> **PROBLEM REQUIREMENTS**:
Reproduce all of the data below, replacing every occurrence of "pedestal" with "plinth" and leaving everything else unchanged. Omit the pictures from the reproduced text.

-------------------------

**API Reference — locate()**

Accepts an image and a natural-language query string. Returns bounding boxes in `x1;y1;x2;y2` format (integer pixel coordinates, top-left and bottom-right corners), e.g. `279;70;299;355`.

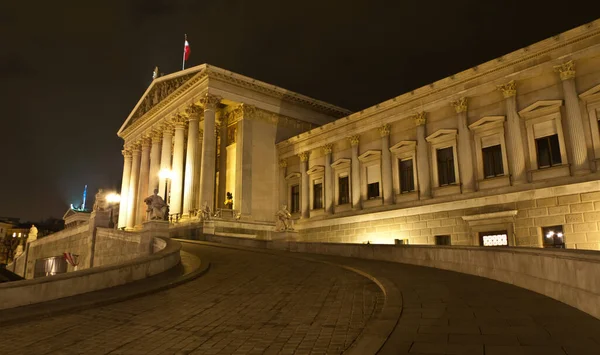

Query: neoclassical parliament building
118;20;600;249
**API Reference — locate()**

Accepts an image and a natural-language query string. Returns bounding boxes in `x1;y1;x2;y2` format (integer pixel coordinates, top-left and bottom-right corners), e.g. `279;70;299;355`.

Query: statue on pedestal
275;205;294;232
200;201;211;221
225;192;233;209
28;224;38;242
93;189;108;211
144;189;169;221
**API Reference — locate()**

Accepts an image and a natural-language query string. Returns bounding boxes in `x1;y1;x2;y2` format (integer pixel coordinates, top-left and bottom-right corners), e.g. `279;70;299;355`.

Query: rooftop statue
144;189;169;221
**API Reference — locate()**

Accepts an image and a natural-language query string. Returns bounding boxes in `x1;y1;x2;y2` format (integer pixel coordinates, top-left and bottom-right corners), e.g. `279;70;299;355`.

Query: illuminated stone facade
119;21;600;249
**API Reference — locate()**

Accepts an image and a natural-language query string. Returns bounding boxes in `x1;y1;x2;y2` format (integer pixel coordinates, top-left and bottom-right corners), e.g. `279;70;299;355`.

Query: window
482;144;504;179
437;147;456;186
290;185;300;213
479;231;508;247
435;235;452;245
367;182;379;200
398;159;415;193
338;176;350;205
535;134;562;169
542;226;565;248
313;183;323;210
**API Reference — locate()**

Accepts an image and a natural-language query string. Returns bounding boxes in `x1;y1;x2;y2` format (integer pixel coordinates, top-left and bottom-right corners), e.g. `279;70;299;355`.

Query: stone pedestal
271;231;300;242
202;221;215;235
142;221;169;238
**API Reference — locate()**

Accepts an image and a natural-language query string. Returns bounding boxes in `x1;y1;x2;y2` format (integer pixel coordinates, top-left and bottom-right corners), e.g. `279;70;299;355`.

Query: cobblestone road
0;244;383;355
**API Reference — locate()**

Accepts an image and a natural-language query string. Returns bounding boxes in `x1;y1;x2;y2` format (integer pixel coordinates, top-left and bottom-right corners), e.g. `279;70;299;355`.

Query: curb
173;238;402;355
0;251;210;327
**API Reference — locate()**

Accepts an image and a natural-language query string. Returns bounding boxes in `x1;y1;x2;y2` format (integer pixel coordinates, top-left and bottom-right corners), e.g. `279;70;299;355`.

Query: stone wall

-------------------------

> **OUTPUT FOR THIS TASK**:
**API Reference — locate()**

Accepts an image and a natural-language query string. Returns bounding boxes in `x1;y1;x2;y2` format (integer pixel coordinates, top-left and bottom-right corners), e.g. `279;70;299;355`.


Query: neoclassical parliament building
118;20;600;249
**API Reference — locate()**

Accepts an image and a natural-language query string. Returns bounding boxes in `x1;y1;x2;y2` format (integer pixel coordinates, top-left and bottom-right corners), e.g. `279;70;299;355`.

Query: statue on plinth
275;205;294;232
200;201;211;221
225;192;233;209
28;224;38;242
93;189;108;211
144;189;169;221
**API Reference — locate()**

Accepts an image and a natural-language query string. Returns bounding boxes in `x1;y1;x2;y2` format (integer pixel coordinates, top-left and bottom-right corners), e.g. `279;70;299;355`.

Query: rooftop statue
144;189;169;221
**API Reference — locate()**

Accepts an image and a natural-language query string. Returns bounding boxes in `x1;y1;x2;y2` format (integer pixel coordinates, top-left and bottom-right corners), e.g. `279;70;299;355`.

Query: illuminated stone facade
119;21;600;249
**API Reference — locate()**

Accepts an image and a natural-language query string. Returns bounding boxes in `x1;y1;x2;y2` format (integer pixel coordinates, top-left and bottom-right corners), e.g. `279;70;299;355`.

Query: window
482;144;504;179
437;147;456;186
290;185;300;213
479;231;508;247
435;235;452;245
367;182;379;200
398;159;415;193
338;176;350;205
535;134;562;169
542;226;565;248
313;183;323;210
**API Reference — locate()**

Accepts an image and a natural-language query string. Returns bounding boxes in `x1;y1;x2;y2` format (integer pixel coordinates, top-left and bottom-right corners), e.g. `279;70;299;355`.

Query: stone plinth
271;231;300;242
202;221;215;235
142;221;169;238
**API Reference — locate()**

Accepts an image and a natural-language query string. Returns bounding boxes in `x1;y1;x2;y2` format (integer pixel coordinates, top-left and bottom-right corners), e.g. `279;70;299;355`.

Query: cobblestone road
0;244;383;355
**API Reference — locate()**

Accepts an image and a natural-language query string. Returns bounding boxes in `x1;y1;x2;y2` format (integer pixel coordinates, top-left and bottom-right corners), e.g. `279;70;299;355`.

Query: curb
173;238;402;355
0;251;210;327
**API Reference — locate()**

Accepts an image and a natural-language query string. Returns bounding boxes in `x1;y1;x2;y2` format (integer pixel coordinates, top-left and bottom-right corners), e.g. `279;70;299;355`.

Query: stone wall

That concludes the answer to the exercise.